# Start of EXTRACTED INFORMATION

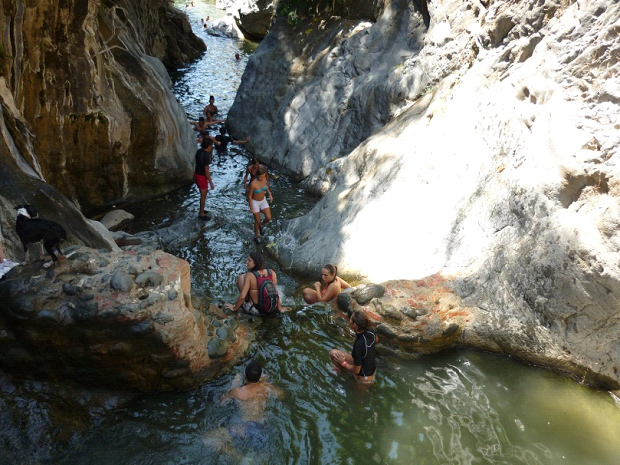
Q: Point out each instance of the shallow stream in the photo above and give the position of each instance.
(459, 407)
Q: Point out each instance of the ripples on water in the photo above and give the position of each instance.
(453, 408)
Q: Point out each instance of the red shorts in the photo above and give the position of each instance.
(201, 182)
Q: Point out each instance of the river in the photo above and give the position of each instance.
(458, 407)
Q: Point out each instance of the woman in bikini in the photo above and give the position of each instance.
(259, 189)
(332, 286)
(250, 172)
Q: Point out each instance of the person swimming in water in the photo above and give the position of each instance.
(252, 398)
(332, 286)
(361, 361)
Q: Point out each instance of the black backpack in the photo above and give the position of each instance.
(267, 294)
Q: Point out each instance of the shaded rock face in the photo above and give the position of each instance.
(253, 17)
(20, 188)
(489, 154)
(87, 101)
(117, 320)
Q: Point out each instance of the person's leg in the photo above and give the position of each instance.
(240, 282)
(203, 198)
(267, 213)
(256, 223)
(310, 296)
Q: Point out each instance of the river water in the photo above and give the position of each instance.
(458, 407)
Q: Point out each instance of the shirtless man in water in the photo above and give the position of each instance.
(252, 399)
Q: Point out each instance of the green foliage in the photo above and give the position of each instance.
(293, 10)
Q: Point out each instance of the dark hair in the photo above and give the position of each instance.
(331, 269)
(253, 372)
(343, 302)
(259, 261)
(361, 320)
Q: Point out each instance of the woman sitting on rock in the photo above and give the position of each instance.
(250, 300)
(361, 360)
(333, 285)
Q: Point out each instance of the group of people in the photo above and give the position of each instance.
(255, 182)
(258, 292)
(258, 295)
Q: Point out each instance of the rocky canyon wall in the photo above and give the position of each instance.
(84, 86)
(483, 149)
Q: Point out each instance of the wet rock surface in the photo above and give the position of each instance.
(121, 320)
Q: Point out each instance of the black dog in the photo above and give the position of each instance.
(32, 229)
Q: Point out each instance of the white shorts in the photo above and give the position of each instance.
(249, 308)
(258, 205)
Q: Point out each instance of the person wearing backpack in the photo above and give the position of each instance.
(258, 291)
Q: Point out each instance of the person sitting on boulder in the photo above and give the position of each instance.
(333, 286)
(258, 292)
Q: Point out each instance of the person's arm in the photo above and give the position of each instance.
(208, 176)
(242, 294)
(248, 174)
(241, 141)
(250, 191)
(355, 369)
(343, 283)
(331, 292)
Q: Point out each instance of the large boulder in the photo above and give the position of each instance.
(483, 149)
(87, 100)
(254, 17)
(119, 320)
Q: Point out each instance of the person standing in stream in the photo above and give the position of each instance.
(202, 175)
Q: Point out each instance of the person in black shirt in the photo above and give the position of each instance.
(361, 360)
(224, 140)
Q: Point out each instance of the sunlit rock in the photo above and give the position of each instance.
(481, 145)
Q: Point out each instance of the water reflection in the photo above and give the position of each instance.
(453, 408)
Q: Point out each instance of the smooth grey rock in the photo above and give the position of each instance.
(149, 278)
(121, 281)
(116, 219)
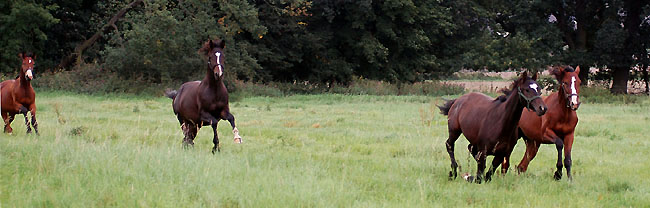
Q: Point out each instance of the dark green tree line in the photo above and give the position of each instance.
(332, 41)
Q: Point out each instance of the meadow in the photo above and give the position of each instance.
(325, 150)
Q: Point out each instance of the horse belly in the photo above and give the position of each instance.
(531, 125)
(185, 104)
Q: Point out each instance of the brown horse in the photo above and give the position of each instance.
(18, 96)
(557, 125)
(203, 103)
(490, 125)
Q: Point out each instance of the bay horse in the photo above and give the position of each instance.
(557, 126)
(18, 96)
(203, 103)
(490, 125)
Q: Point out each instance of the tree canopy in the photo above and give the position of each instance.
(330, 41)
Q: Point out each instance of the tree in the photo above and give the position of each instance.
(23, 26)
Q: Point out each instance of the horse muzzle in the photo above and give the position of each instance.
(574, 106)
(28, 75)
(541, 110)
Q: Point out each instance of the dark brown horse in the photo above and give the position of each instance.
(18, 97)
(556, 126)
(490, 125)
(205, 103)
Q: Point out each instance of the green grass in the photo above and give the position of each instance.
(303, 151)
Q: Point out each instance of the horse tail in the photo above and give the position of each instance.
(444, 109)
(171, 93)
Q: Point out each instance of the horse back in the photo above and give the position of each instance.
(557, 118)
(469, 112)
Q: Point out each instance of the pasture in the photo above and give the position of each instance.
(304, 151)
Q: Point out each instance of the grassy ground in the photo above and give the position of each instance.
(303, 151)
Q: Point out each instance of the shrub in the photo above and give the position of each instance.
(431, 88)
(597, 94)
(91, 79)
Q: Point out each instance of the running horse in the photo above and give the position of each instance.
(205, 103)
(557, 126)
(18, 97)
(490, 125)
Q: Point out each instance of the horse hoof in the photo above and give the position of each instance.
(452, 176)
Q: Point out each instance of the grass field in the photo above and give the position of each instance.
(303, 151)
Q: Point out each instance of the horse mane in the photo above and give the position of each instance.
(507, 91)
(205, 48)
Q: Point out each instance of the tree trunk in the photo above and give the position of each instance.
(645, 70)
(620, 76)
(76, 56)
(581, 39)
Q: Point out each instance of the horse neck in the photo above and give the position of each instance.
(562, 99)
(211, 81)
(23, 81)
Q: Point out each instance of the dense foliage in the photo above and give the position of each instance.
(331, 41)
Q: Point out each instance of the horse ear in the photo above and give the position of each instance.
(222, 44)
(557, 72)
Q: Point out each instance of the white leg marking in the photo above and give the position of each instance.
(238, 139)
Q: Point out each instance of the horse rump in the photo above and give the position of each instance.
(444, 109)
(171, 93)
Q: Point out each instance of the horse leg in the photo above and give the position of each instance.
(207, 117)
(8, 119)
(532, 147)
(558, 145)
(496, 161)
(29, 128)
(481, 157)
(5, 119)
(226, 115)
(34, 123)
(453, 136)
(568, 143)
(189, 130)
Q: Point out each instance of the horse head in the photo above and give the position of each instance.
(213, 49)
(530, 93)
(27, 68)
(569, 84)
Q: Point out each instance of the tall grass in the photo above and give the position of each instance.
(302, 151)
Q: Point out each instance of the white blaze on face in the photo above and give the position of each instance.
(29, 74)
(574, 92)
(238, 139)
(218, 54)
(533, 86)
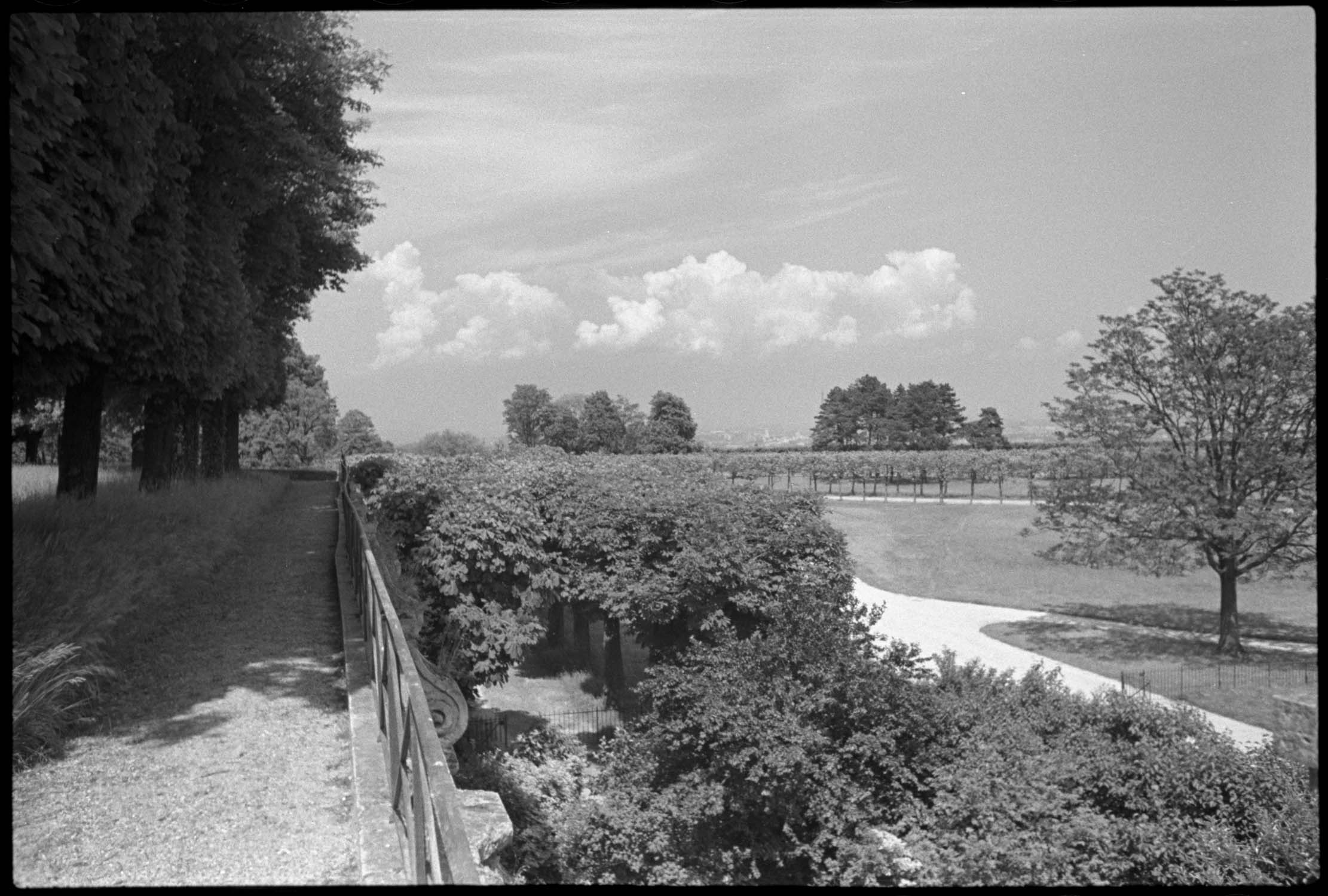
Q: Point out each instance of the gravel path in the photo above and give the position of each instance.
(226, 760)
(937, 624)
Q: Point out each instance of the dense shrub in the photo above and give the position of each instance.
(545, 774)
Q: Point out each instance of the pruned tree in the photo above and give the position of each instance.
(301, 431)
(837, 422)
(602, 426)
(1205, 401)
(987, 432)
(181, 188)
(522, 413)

# End of EXTRACTED INFORMATION
# Start of EXTRACTED INFORMATION

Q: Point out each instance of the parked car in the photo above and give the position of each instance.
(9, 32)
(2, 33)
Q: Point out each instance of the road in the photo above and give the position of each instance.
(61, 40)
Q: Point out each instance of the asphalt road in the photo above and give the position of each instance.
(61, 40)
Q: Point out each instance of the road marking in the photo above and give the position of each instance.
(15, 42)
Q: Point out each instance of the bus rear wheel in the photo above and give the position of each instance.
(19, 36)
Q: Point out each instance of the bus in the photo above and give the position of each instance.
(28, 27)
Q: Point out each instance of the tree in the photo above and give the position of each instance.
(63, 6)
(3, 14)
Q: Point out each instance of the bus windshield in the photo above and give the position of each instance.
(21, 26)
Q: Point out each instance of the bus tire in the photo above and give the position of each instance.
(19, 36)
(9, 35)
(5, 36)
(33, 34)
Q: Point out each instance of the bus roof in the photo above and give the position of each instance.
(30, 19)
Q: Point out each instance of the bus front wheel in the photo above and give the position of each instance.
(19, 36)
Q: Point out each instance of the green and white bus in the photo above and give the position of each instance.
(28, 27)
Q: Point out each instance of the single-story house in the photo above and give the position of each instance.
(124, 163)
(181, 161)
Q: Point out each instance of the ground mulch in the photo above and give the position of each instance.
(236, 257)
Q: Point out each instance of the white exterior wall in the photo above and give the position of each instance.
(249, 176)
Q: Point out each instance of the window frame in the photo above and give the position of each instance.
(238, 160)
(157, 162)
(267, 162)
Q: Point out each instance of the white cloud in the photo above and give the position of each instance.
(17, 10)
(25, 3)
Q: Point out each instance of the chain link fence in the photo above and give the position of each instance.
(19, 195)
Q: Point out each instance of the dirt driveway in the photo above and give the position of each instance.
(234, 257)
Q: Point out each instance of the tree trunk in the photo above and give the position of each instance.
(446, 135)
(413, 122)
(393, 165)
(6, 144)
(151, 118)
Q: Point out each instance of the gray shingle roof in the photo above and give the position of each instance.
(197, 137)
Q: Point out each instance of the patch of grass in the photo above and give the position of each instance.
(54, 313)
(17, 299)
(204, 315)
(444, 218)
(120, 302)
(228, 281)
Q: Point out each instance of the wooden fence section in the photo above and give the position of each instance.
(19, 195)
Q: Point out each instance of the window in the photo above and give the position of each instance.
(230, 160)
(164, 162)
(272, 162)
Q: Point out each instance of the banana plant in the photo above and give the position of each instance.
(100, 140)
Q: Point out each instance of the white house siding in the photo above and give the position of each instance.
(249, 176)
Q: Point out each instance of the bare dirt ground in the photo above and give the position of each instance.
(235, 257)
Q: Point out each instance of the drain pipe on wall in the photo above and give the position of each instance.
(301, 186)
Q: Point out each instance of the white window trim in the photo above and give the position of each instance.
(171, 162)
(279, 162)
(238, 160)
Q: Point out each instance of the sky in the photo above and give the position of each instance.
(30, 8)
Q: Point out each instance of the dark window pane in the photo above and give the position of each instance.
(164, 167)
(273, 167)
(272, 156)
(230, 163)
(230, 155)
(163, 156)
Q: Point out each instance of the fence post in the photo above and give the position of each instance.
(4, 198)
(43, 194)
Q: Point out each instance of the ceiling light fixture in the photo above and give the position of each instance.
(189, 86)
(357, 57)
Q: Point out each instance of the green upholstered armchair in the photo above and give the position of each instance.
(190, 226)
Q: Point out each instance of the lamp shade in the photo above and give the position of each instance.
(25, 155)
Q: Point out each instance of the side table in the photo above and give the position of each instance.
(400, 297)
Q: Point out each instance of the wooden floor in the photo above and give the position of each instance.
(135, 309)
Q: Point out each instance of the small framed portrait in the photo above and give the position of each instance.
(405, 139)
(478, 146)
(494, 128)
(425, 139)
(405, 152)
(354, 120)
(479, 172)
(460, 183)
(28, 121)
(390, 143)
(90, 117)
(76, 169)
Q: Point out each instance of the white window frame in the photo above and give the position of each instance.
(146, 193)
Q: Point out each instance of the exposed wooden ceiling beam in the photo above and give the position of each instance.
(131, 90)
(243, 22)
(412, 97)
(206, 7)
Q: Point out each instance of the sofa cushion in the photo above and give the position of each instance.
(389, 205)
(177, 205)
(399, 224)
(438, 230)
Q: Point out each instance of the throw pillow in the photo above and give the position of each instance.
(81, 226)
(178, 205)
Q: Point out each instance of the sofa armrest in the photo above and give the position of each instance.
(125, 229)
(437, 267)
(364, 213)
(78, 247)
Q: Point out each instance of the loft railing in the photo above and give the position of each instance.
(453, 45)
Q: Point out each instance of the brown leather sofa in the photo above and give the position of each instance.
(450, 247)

# End of EXTRACTED INFORMATION

— PROBLEM TO SOLVE —
Count the lines in the items above that contain the string "window", matching case exactly, and give only the number.

— TASK RESPONSE —
5